Task goal — Output every entry exactly, without any pictures.

+===+

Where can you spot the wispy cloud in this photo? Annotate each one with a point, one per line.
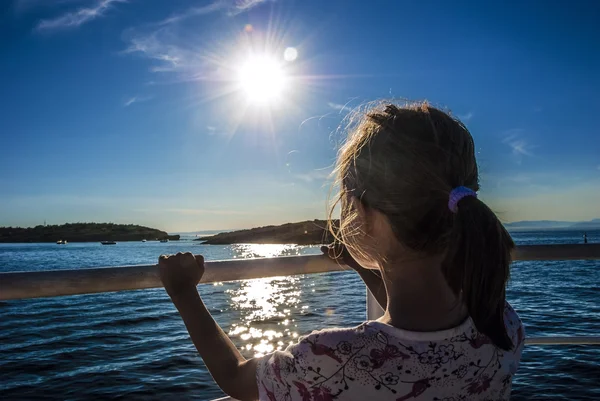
(232, 7)
(342, 108)
(136, 99)
(519, 146)
(167, 50)
(319, 175)
(191, 212)
(78, 17)
(465, 117)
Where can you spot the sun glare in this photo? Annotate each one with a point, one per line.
(262, 79)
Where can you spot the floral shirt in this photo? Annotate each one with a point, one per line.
(376, 361)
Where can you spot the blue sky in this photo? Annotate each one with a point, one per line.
(128, 111)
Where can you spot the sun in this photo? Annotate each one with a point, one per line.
(262, 79)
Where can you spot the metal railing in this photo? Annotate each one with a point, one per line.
(54, 283)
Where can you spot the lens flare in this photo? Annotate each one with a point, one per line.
(262, 79)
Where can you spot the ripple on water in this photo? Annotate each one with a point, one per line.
(133, 345)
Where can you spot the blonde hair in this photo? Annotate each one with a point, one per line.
(404, 161)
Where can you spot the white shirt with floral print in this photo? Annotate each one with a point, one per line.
(376, 361)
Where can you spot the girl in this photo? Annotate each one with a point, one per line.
(435, 256)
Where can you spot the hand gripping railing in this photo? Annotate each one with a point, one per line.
(53, 283)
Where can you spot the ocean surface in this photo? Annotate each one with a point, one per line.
(134, 346)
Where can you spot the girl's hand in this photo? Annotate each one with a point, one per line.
(339, 253)
(180, 272)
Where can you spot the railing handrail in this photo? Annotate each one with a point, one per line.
(53, 283)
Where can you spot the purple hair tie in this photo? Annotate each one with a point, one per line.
(456, 195)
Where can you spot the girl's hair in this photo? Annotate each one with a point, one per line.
(404, 162)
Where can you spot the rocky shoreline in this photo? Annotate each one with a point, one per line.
(312, 232)
(83, 232)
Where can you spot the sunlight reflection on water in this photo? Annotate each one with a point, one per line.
(266, 305)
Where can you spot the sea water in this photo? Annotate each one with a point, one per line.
(133, 345)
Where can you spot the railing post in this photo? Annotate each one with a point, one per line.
(374, 311)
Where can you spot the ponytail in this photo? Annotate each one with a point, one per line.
(476, 267)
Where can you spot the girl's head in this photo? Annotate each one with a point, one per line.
(395, 173)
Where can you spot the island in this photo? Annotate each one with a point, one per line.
(312, 232)
(82, 232)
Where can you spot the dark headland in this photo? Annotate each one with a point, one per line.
(312, 232)
(82, 232)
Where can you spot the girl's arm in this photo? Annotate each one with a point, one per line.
(371, 278)
(235, 375)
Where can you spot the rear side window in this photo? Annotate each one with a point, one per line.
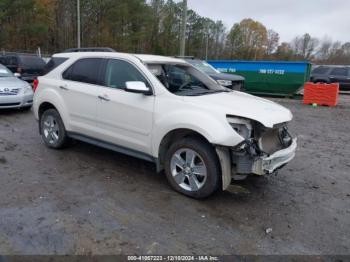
(84, 70)
(53, 63)
(339, 71)
(119, 72)
(320, 70)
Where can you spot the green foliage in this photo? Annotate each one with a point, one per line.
(150, 26)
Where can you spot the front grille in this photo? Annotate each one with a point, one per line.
(9, 92)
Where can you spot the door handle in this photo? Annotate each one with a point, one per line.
(104, 98)
(63, 88)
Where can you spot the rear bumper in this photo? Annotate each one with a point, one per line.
(16, 101)
(268, 165)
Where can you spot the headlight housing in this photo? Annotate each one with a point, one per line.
(242, 126)
(27, 88)
(225, 82)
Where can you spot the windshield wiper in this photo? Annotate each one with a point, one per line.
(209, 92)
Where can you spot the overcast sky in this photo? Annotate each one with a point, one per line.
(288, 17)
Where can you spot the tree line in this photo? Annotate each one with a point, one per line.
(151, 26)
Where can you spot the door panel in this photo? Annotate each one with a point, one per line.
(124, 118)
(79, 91)
(81, 103)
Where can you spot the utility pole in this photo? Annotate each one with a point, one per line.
(78, 23)
(183, 31)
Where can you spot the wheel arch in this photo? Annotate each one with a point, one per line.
(174, 135)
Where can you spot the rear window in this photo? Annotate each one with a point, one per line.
(31, 61)
(53, 63)
(320, 70)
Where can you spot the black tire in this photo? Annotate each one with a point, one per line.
(61, 133)
(207, 155)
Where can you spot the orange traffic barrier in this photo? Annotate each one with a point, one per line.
(321, 94)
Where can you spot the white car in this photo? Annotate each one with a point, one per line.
(14, 92)
(166, 111)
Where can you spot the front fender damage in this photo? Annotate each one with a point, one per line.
(225, 162)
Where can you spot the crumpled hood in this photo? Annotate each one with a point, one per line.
(11, 82)
(244, 105)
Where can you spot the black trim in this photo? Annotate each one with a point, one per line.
(112, 147)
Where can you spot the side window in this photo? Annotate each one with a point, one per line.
(12, 60)
(85, 70)
(53, 63)
(118, 72)
(340, 71)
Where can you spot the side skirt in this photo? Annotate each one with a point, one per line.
(112, 147)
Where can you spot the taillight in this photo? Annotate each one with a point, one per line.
(35, 84)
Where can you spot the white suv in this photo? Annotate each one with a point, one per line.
(166, 111)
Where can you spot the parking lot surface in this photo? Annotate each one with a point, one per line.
(88, 200)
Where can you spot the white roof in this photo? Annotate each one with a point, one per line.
(159, 59)
(143, 58)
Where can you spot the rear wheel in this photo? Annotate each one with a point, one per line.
(52, 129)
(192, 168)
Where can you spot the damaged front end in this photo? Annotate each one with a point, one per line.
(263, 151)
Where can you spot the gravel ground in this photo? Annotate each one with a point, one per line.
(87, 200)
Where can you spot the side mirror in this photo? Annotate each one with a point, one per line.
(138, 87)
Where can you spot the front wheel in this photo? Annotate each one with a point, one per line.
(52, 129)
(192, 168)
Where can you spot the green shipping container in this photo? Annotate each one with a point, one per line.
(268, 77)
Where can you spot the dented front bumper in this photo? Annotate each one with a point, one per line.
(269, 164)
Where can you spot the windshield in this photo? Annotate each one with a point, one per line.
(4, 72)
(185, 80)
(204, 67)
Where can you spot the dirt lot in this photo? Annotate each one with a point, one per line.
(87, 200)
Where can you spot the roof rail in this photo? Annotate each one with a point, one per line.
(185, 57)
(89, 49)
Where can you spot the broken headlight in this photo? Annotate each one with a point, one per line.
(284, 137)
(242, 126)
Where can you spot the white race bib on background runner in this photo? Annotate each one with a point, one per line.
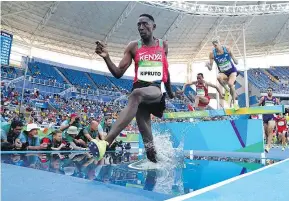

+===+

Exercise response —
Where can you spot the wispy cloud in this photo? Annotate each one with a point, one per line.
(232, 7)
(342, 108)
(136, 99)
(519, 146)
(167, 50)
(319, 175)
(191, 212)
(78, 17)
(465, 117)
Where can you spot the sun glare in this photo? Annotate each one with a point, one per line.
(262, 79)
Where can you spot the floral shirt in this photo? Annotate each one with a point, one per line.
(376, 361)
Where can you spot the blue sky in this photo? Annotate each one with a point, one per line.
(128, 111)
Where can you spot the sun in this photo? Annotate each one with a point, one per line.
(262, 79)
Where can you spot the metal railing in this photo? Annotate each one with a point, one per line.
(54, 283)
Where can you spot the lens flare in this photo? Annotate each one with a point, one per line.
(262, 79)
Where can you spot the ripple on water in this photo? Annotate each one with a point, one per line.
(133, 345)
Where can you spot the blonde hair in this photo? Annotate each one with a point, one per line.
(404, 161)
Where can you spot the white shirt with floral print in this photo? Annotate each one with a point, one per line.
(376, 361)
Where can you spot the girl in this photo? Annotate each one with a point, one per line.
(435, 256)
Where can you spot the hand gripping railing in this photo? Annotate each one with a point, one per line.
(53, 283)
Where can you spot the ocean surface in this photo? Annotate each one with a point, one per line.
(134, 346)
Where can you spot the girl's hand in this photo? Annotate each one with a point, one per line.
(339, 253)
(180, 272)
Where can you spot the railing handrail in this photo? Annotate each one with a point, one per line.
(53, 283)
Where can you spot the purple hair tie in this photo? Annotate each one with a point, one per line.
(456, 195)
Where can you spot the girl's hair in this photo? Annotate each one with a point, one per line.
(404, 162)
Where can you spot the rocky shoreline in this photo? Annotate each one with a point, one per line.
(312, 232)
(83, 232)
Where can you spot the sunlight reflection on water in this photo? Annotate each one with a point, one per line.
(266, 305)
Where can you spot the sea water in this photo? Annotate each one with a point, one per line.
(133, 345)
Where can you spot the railing post in this photo? Annotate each one with a point, one per line.
(374, 311)
Where can you spot the ponytail in this photo? Annotate each one with a point, one per line.
(476, 267)
Where can you spot the girl's head in this photo? Annotate each one with a point, one per line.
(395, 173)
Where can you spot the island in this photo? Annotate each one with a point, one per line.
(312, 232)
(82, 232)
Where can you spot the dark headland in this photo? Annotate each one with a point, one per line.
(312, 232)
(82, 232)
Where can you spot the girl's arm in this photo? Annotate each one with a point, one per line.
(371, 278)
(235, 375)
Where can you spot the rear side window in this photo? Annotate each one with a point, one per line.
(84, 70)
(53, 63)
(339, 71)
(119, 72)
(320, 70)
Where can you spot the green foliage in this photo? Annotate each one with a point, one per line.
(150, 26)
Where can you spot the front grille in this photo? Annotate each one with a point, one per line.
(9, 92)
Where can you spot the door handle in this photo? Annotate each one with a point, one per line.
(104, 98)
(63, 88)
Where can you spot the rear bumper in this photo? Annotate each one with a point, one per line.
(16, 101)
(268, 165)
Where can you spot the headlight housing in this photo? Annotate each one with a point, one per line.
(242, 126)
(27, 88)
(225, 82)
Where can you spot the windshield wiper in this photo? Annotate each one with a point, one per line.
(209, 92)
Where can you spot the overcast sky in this photo? Annotate each one with a point, one per line.
(288, 17)
Where can you spot the tree line in this photo? Annotate each one with a point, one per line.
(151, 26)
Where can you spot the door panel in this photo? Annotate each one with a point, one per line.
(124, 118)
(79, 91)
(81, 103)
Where can you spot the utility pole in this photo? Annotate each one with a point, one per line.
(78, 23)
(183, 31)
Where can you spot the wheel arch in this photo? Annotate each one with a point, one per line.
(174, 135)
Where can you spot the rear window in this photo? Annotate each one with a point, one per line.
(31, 61)
(53, 63)
(320, 70)
Where can you spot the black tire in this photo? Annotate each one with a point, one per line.
(61, 133)
(207, 155)
Where can you spot the orange traffic barrier in this photo? Annotate each one with a point, one per line.
(321, 94)
Where can you spot the white car in this photo? Annotate each one with a point, one per line.
(14, 92)
(166, 111)
Where can you spot the front fender damage in this photo? Annotate each one with a point, one per line.
(225, 162)
Where can you spot the crumpled hood in this photo? Annotate each one with a point, one per line.
(11, 82)
(244, 105)
Where can you spot the black trim in this photo? Annotate each one with a point, one per line.
(112, 147)
Where can you spot the side window in this photo? Annotate each one with a point, one per line.
(12, 60)
(85, 70)
(53, 63)
(118, 72)
(340, 71)
Where can you spot the side skirt in this photo? Annotate each one with a point, one per line.
(112, 147)
Where can you spot the taillight in this photo? Annotate each one with a point, one per line.
(35, 84)
Where can you spot the white suv in this photo? Annotate each one with a point, one per line.
(166, 111)
Where can you spot the parking lot surface in this photo? Annotate each one with a point, one per line.
(88, 200)
Where can you spot the white roof in this photo? Annotate each one with a point, one per line.
(159, 59)
(143, 58)
Where can you spot the rear wheel in this photo? Annotate each one with a point, one per line.
(52, 129)
(192, 168)
Where can you spot the damaged front end in this photo? Annotate each one with a point, one per line.
(263, 151)
Where can you spot the gravel ground in this photo? Annotate each one with a point, one per line.
(87, 200)
Where can you spot the side mirror in this photo? Annotate each one with a point, one per line.
(138, 87)
Where can you spot the front wheel in this photo? Annotate each one with a point, one per line.
(52, 129)
(192, 168)
Where can you spot the green shipping container in this photo? Annotate each one with a point, one per line.
(268, 77)
Where can you spot the dented front bumper in this photo? Annotate each one with a point, one per line.
(269, 164)
Where can you spot the windshield in this photo? Annotate each one with a point, one per line.
(4, 72)
(185, 80)
(204, 67)
Where can you spot the dirt lot in this photo? Annotate each one with a point, one per line.
(87, 200)
Where can you spot the roof rail in this photo? Annotate each one with a point, one per line.
(185, 57)
(89, 49)
Where can you spot the broken headlight in this photo? Annotate each one with a point, one per line.
(284, 137)
(242, 126)
Where can you spot the white race bib on background runner in this photo? Annotate each one with a point, one per line.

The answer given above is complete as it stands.